**EXCERTO DA PÁGINA:**
===============
1. Técnicas de Propaganda (1961)
Em Técnicas de Propaganda (1961), o autor
salienta a tendência do homem para viver em sociedade, que o leva a estabelecer
relações sociais e a trocar informações, opiniões, etc. Refere, abundantemente,
o sociólogo Juan Beneyto, para quem as comunicações que o homem pode
estabelecer com os seus semelhantes podem ser: comunicações individuais; comunicações
colectivas e comunicações
comunitárias. (Gonçalves, 1961, p. 15-16).
Esta classificação dos meios de
informação humanos corresponde, até certo ponto, à própria evolução da
sociedade humana desde o passado remoto (...) até nossos dias, desde o começo
da estratificação das sociedades primitivas até às contemporâneas, autênticas sociedades de massas que, não raro, as
elites e pseudo-elites arrastam a seu belo talante sob a influência de uma bem
norteada propaganda (...) obedecendo a estados emotivos provocados pela
anestesia da capacidade de deliberar e de decidir. (Gonçalves, 1961, p. 16-17).
===============
**OBJETIVO INDICADO:** Transcreva palavra por palavra o excerto sobre Técnicas de Propaganda, começando nas palavras "Esta classificação dos" e parando depois de "1961, p. 16-17).". Baseie-se apenas no excerto.

**BLOCO DE DADOS:**
===============
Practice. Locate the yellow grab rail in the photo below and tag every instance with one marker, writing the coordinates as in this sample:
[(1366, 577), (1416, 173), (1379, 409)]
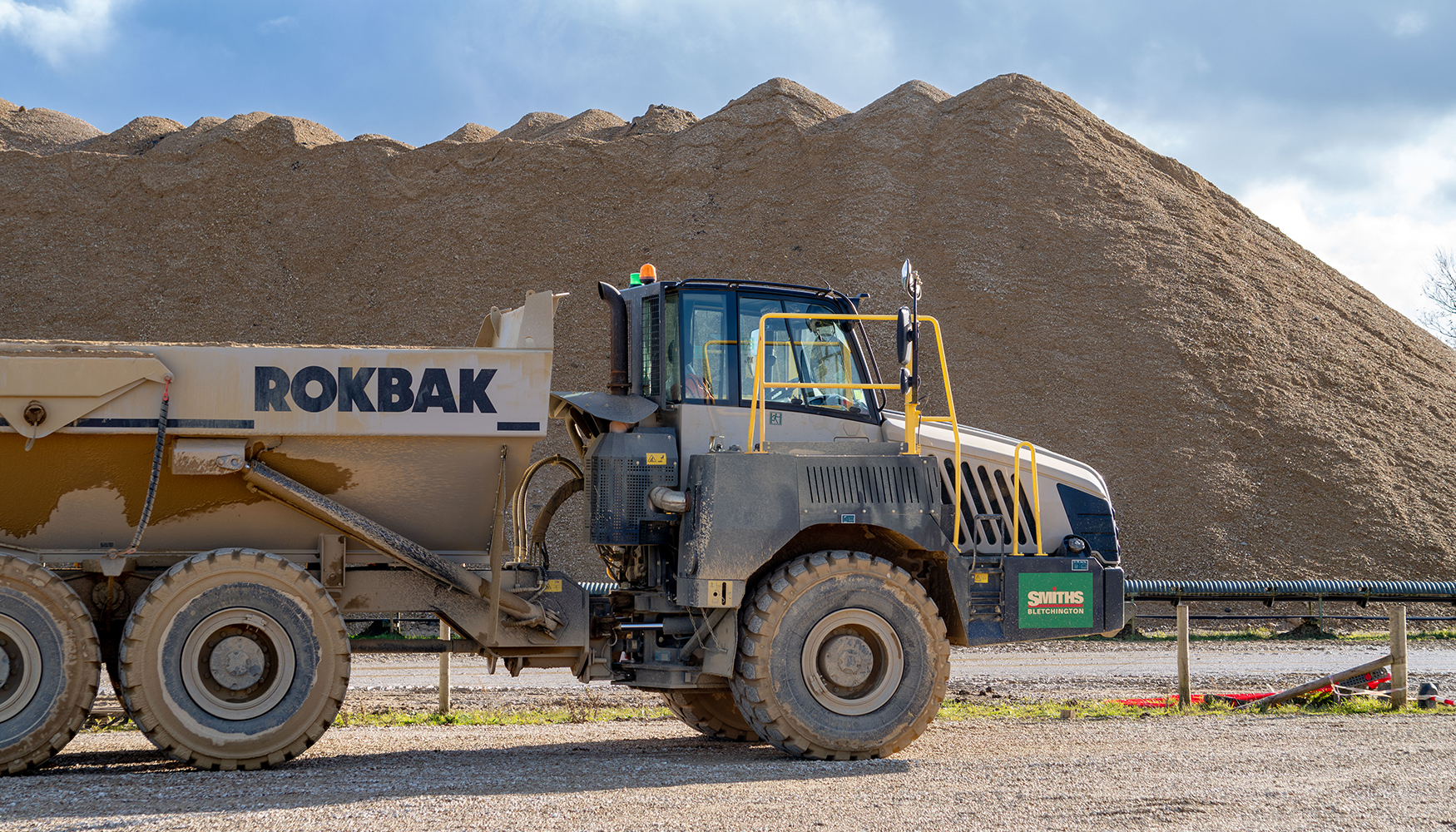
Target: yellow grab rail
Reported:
===============
**SOLUÇÃO DA TAREFA:**
Esta classificação dos meios de
informação humanos corresponde, até certo ponto, à própria evolução da
sociedade humana desde o passado remoto (...) até nossos dias, desde o começo
da estratificação das sociedades primitivas até às contemporâneas, autênticas sociedades de massas que, não raro, as
elites e pseudo-elites arrastam a seu belo talante sob a influência de uma bem
norteada propaganda (...) obedecendo a estados emotivos provocados pela
anestesia da capacidade de deliberar e de decidir. (Gonçalves, 1961, p. 16-17).